* WHAT YOU ARE ASKED TO DO
Determine how many of the lines below contain the string "green", counting only case-sensitive matches, and reply with that number alone.

* EXERCISE DATA
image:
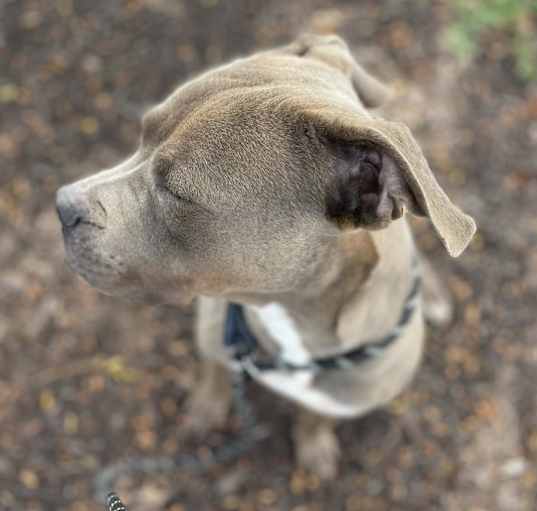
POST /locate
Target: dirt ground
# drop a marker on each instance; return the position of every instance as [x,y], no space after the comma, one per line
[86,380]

--

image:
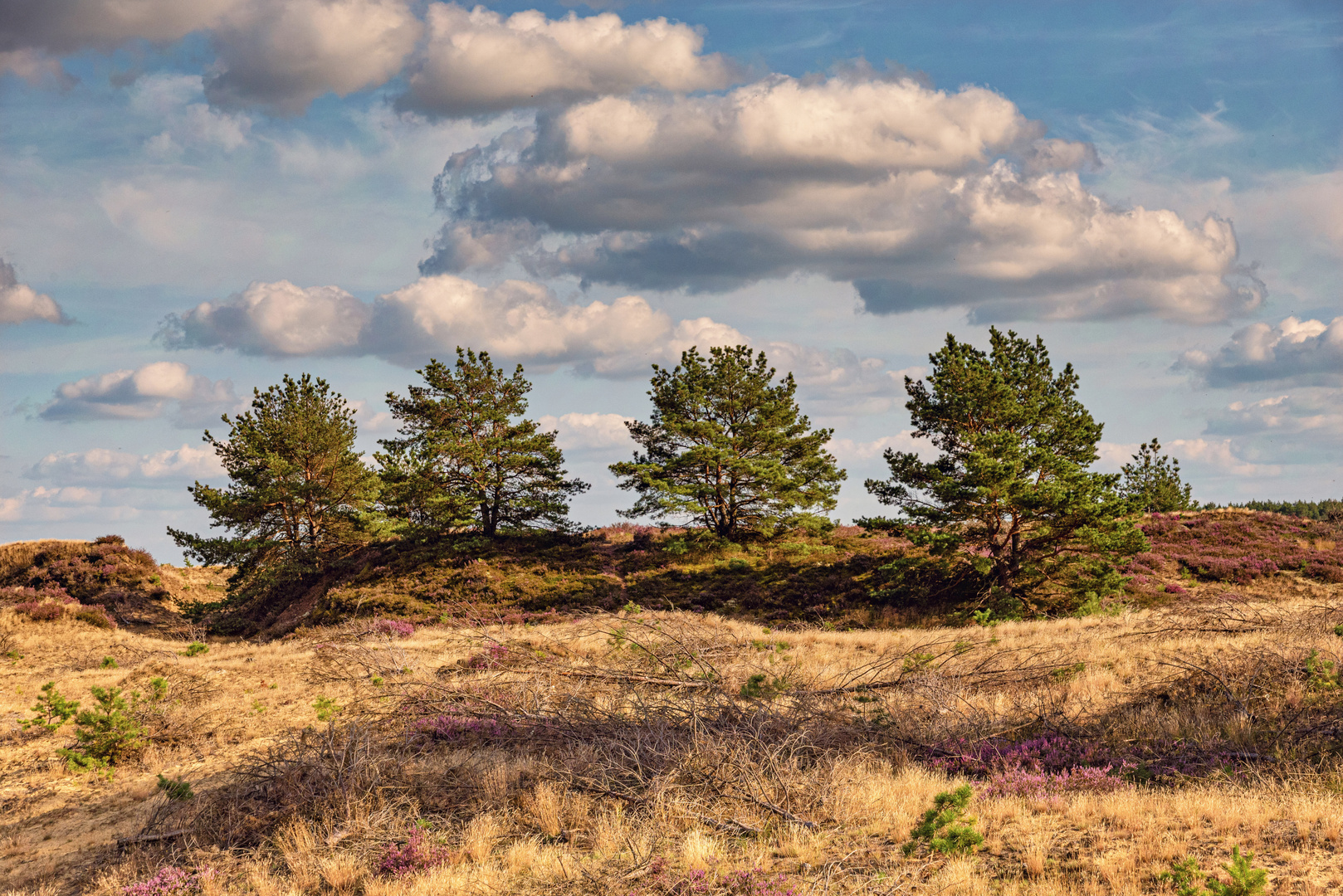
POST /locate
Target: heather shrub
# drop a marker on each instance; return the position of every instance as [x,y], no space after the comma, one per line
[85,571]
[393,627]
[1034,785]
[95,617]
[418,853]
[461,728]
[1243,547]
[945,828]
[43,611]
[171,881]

* * *

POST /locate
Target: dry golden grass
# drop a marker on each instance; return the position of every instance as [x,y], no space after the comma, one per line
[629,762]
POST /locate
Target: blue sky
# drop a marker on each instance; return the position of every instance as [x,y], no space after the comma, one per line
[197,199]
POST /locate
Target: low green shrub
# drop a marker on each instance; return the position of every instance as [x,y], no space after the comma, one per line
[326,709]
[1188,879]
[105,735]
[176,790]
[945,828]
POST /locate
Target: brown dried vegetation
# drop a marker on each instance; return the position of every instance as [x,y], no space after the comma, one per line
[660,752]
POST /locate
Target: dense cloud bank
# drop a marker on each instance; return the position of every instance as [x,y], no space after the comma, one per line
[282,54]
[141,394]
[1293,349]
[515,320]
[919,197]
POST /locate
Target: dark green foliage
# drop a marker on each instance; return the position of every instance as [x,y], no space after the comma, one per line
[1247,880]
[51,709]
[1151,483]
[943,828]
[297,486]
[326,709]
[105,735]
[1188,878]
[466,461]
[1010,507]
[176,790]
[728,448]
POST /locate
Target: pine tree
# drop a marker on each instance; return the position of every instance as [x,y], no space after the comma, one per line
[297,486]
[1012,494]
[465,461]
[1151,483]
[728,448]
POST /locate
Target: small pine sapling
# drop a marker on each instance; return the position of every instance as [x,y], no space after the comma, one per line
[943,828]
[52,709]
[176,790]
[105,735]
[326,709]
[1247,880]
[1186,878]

* OUTPUT BELOW
2